◆ **Document extract**:
===============
Writer/director Wes Anderson loves precious little worlds and his movies are not just created, they are curated. There’s a reason that this film is named for its location, not its characters or plot. Anderson is the master of “saudade,” the nostalgia for something you never had or that never existed. The Grand Budapest Hotel is as romantically imagined as its name, more vividly realized than any of the human characters in the movie, and we instantly feel the pang of its loss.
We enter through a Sheherezade-ian series of nesting narratives. A girl visits the grave of a writer, and we go back in time to see that writer (Tom Wilkinson) as an older man, talking about where writers get their stories (from real life), and then back again further as a younger man (Jude Law), actually getting the story in a bleak, bordering on seedy distressed version of the hotel, from an old man named Zero Mustafa (F. Murray Abraham). And then we go further back in time to see Zero as a young man, a proud lobby boy in the titular edifice, a gorgeously splendid, elegant, and luxurious resort in the mountains of a fictitious European country called Zubrowka, somewhere in the midst of Switzerland, Luxembourg, Austria-Hungary, and the Balkans. Anderson invites us into the artificiality of the memory within a memory within a story told by a stranger. He does not bother with cinematic tricks to make the hotel look real. We see it made out of paper, with a paper finicula pulled by a string to bring the guests up the mountain, as though it is part of a puppet show, which, in a way it is. At times it feels as though it is being put on with the marionettes from the “Lonely Goatherd” number in “The Sound of Music.” There is no effort to make the actors playing the younger and older versions of characters look alike. But the detail work is as meticulous as ever, so that must be intentional, and meaningful.
In the era of the Jude Law storyline, the hotel’s inept concierge is M. Jean (Jason Schwartzman). But, as Zero tells the story, in the heyday of the hotel, the concierge was the legendary M. Gustave (Ralph Fiennes). A concierge is there to be the all-purpose fixer, finder, and minder, like the entire staff of Downton Abbey in one. M. Gustave is infinitely attuned to the needs of the hotel’s wealthy, important, often noble (as in duchesses, not heroes), and always demanding clientele. There is a reason they are always referred to as guests. And if they require a particularly specialized and personal form of service, he is willing to oblige, even if the guest in question is a titled termagant in her 80’s (an hilariously unrecognizable Tilda Swinton as Madame D.) Fiennes gives a performance as perfectly precise as his character, whose flawless demeanor evokes exquisite deference, competence, and discretion. Like Anderson and Anderson’s autobiographical stand-in played by Schwartzman in “Rushmore,” M. Gustave is a showman, and one with an extravagantly grand and very ambitious sense of mise-en-scene. Early on, we see M. Gustave striding through the hotel lobby, a gracious farewell to a guest on one side, sharp but not unkind directions to staff who are not up to standard on the other. Later, in two intrusions by this story’s version of the Nazis and later, as a prisoner, he responds as though he is in a drawing room comedy. Fiennes pulls off the tricky balance between farce and drama as the story takes him through murder, art theft, love, war, and delectable pastries. And he is matched by newcomer Tony Revolori as the young Zero, a refugee who aspires to M. Gustave’s savoir faire, and who becomes first his protege and then his friend.
===============
◆ **Given data**:
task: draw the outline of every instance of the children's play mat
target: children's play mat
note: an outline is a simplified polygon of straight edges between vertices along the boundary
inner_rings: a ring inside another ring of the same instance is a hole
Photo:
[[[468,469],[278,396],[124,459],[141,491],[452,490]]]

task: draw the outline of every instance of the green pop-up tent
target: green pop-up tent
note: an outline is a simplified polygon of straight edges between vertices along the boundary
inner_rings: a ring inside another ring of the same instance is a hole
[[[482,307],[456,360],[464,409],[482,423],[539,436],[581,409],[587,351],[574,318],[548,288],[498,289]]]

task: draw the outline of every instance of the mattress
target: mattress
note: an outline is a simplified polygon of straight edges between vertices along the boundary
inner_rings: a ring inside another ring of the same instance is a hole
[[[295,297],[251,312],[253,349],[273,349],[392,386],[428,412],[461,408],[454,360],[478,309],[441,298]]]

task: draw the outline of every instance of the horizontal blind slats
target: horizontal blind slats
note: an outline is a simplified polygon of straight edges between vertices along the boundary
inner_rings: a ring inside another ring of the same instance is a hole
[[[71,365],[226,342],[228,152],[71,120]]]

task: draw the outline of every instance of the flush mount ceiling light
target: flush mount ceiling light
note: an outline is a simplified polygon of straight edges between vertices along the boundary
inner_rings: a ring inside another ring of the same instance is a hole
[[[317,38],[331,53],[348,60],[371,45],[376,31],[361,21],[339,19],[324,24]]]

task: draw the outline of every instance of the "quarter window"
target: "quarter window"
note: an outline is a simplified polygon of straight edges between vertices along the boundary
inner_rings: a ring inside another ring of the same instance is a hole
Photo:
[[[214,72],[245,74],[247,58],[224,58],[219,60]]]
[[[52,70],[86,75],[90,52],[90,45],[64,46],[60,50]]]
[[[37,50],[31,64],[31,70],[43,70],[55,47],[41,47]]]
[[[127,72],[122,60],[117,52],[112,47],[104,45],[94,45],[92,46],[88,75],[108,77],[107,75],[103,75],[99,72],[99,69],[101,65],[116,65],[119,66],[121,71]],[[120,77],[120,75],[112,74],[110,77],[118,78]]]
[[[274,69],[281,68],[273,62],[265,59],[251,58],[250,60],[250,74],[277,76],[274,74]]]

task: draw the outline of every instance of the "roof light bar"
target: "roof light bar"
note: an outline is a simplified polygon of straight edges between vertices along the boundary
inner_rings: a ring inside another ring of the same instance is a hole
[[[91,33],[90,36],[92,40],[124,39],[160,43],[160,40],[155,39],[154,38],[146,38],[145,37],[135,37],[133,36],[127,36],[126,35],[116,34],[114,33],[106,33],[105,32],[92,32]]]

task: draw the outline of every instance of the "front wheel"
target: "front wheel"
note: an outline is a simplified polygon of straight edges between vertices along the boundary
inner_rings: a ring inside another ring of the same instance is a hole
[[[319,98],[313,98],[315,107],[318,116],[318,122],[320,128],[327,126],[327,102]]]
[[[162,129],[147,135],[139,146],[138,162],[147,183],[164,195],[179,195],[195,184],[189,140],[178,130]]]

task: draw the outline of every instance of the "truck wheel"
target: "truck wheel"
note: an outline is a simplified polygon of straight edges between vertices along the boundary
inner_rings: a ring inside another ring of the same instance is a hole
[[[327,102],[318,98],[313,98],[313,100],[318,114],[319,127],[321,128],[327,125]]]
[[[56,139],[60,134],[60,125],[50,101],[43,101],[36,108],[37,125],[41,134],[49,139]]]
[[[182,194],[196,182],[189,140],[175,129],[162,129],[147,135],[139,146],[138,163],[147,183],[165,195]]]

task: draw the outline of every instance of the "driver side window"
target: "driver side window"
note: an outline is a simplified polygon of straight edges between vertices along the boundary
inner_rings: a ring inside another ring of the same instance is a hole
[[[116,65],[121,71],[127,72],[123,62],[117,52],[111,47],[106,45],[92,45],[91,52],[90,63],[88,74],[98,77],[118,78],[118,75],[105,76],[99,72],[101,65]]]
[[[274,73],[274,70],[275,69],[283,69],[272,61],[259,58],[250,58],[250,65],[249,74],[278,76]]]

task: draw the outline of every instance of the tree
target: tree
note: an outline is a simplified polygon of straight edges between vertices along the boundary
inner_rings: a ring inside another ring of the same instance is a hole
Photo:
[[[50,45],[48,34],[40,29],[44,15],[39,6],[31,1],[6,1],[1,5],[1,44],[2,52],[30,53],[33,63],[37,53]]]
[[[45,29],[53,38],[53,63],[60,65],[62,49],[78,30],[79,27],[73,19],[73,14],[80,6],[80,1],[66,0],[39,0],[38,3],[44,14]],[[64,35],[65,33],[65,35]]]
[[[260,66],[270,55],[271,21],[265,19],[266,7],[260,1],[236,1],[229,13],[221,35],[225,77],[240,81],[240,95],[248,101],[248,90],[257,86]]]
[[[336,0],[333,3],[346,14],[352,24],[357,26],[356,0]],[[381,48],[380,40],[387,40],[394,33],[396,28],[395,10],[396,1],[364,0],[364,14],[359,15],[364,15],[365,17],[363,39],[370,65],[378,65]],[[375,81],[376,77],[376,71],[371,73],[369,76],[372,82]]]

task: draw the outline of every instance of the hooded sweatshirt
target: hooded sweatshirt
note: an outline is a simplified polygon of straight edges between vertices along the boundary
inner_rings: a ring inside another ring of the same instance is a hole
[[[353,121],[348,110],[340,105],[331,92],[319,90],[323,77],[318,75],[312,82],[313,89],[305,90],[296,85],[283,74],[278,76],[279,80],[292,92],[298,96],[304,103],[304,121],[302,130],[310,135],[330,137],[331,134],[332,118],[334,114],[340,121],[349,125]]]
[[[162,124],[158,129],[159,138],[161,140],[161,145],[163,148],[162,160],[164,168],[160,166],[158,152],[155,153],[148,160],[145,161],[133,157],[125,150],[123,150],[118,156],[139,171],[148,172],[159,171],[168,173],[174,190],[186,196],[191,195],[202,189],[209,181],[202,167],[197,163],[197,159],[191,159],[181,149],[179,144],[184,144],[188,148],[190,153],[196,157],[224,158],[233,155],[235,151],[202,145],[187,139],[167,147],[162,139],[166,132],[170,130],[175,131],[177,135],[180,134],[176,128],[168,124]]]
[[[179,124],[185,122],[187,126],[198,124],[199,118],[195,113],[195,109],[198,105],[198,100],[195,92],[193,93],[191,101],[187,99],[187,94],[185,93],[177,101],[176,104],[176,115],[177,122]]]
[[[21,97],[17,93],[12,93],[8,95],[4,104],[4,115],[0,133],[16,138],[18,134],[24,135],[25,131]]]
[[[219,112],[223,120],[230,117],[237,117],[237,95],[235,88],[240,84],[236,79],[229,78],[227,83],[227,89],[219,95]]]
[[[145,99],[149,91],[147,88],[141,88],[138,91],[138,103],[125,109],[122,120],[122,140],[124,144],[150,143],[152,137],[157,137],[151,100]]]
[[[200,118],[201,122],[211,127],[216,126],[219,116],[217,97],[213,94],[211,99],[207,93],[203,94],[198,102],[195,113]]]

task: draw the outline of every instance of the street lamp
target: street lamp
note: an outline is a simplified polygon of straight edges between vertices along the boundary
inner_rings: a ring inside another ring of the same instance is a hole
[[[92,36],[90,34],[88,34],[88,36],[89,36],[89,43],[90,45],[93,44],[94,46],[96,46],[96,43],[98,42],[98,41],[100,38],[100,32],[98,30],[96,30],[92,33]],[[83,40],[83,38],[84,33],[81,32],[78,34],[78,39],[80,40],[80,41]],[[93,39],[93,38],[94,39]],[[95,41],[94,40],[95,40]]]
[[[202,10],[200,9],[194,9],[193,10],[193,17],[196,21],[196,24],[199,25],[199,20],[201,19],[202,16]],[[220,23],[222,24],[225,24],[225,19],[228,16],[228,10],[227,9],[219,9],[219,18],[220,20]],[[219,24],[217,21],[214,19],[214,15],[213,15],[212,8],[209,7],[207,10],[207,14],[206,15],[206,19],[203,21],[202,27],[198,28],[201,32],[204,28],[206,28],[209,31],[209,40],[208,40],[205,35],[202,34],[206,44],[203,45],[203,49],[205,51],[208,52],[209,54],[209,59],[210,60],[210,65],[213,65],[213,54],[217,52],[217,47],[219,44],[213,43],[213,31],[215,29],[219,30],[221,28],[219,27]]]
===============
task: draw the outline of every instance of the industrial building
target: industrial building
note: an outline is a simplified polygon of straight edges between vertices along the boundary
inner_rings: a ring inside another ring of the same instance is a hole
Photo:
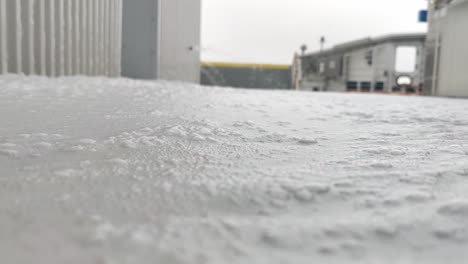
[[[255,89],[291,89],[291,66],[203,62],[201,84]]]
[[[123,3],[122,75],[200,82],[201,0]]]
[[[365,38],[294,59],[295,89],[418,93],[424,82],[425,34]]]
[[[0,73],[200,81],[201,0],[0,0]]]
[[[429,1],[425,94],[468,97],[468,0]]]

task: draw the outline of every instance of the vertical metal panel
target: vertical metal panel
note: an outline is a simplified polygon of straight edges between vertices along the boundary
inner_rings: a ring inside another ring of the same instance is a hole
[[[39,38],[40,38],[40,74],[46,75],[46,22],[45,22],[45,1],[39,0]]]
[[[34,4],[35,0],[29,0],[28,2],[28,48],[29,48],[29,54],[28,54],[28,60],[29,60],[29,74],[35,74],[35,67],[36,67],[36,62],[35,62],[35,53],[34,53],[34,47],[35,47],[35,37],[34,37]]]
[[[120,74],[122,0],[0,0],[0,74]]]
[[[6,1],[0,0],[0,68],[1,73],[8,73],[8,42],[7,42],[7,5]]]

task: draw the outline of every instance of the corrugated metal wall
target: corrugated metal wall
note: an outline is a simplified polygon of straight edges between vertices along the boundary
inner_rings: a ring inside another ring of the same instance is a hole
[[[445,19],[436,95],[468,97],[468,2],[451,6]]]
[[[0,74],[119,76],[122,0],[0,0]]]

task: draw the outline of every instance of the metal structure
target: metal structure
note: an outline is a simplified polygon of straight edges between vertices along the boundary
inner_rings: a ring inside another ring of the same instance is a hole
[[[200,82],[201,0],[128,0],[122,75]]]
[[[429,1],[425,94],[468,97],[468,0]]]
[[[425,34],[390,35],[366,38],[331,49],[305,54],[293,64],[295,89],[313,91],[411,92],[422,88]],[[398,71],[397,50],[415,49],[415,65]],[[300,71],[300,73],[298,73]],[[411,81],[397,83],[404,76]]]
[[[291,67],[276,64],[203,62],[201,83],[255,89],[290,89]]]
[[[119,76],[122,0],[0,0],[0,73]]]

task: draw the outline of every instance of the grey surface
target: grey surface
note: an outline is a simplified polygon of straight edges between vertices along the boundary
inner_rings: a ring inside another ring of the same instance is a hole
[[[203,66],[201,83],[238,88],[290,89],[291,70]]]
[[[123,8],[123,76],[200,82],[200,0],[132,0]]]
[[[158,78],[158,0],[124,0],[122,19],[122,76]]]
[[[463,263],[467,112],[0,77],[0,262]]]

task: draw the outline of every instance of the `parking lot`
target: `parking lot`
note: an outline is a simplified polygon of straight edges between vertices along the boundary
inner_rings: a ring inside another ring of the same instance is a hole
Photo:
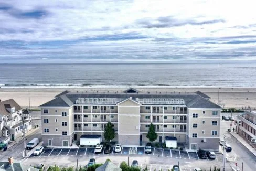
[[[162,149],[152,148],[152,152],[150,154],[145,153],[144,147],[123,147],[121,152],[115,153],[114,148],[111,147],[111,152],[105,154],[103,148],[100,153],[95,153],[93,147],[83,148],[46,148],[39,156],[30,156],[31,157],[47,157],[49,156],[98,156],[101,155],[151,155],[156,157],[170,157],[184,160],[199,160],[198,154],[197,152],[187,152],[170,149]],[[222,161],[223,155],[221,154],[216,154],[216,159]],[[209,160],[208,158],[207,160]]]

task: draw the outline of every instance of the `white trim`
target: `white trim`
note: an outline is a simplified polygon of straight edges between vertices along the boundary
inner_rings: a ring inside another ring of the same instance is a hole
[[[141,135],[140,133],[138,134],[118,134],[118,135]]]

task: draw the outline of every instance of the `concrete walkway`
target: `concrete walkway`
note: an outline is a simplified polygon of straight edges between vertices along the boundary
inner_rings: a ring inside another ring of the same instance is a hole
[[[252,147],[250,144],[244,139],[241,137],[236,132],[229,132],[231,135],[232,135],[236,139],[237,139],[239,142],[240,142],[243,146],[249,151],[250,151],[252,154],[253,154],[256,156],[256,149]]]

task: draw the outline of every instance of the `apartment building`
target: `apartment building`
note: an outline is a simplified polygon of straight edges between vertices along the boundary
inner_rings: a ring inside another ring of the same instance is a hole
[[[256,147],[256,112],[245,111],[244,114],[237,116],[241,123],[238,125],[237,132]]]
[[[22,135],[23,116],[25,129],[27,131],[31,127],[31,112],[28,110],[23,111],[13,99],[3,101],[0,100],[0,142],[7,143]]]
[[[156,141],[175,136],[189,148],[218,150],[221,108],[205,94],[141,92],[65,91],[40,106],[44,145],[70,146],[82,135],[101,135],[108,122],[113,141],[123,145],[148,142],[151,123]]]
===============
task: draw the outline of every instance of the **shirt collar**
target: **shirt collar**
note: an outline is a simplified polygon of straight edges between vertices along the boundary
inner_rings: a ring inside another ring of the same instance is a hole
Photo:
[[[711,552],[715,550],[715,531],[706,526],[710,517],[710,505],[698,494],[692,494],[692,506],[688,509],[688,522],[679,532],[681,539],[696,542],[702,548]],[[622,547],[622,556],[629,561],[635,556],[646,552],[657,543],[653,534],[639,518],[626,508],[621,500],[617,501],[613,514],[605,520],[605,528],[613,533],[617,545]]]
===============
◆ **Exercise task**:
Continue the film review of The Grand Budapest Hotel from the point at which it stops.

◆ **Solved problem**:
As always in a Wes Anderson film, starting with the very first scene of his first movie, “Bottle Rocket,” there is an escape. M. Gustave is imprisoned, but still strives to maintain an aura of gracious living. After a rough encounter with another prisoner, he is bruised but airily assures the visiting Zero that they are now dear friends. He confronts the direst of situations — or tries to — as though they are at the level of an errant lobby boy. But when he is deprived of his beloved fragrance, L’Air de Panache, he begins to crumble.
The details of the various time periods are, as expected, exquisitely chosen, well worth a second viewing. Ant it is a bit warmer than Anderson’s previous films, less arch, less removed, softer toward its characters, even tender. Anderson often makes objects more important than people but in this one, with the painting and the pastry almost character themselves on one side and Zero and his true love Agatha (Saoirse Ronan) still stylized but still heartfelt on the other, they’re getting closer.
Parents should know that this film includes wartime violence, with characters injured and killed, some graphic and disturbing images, strong language, sexual references and an explicit sexual situation.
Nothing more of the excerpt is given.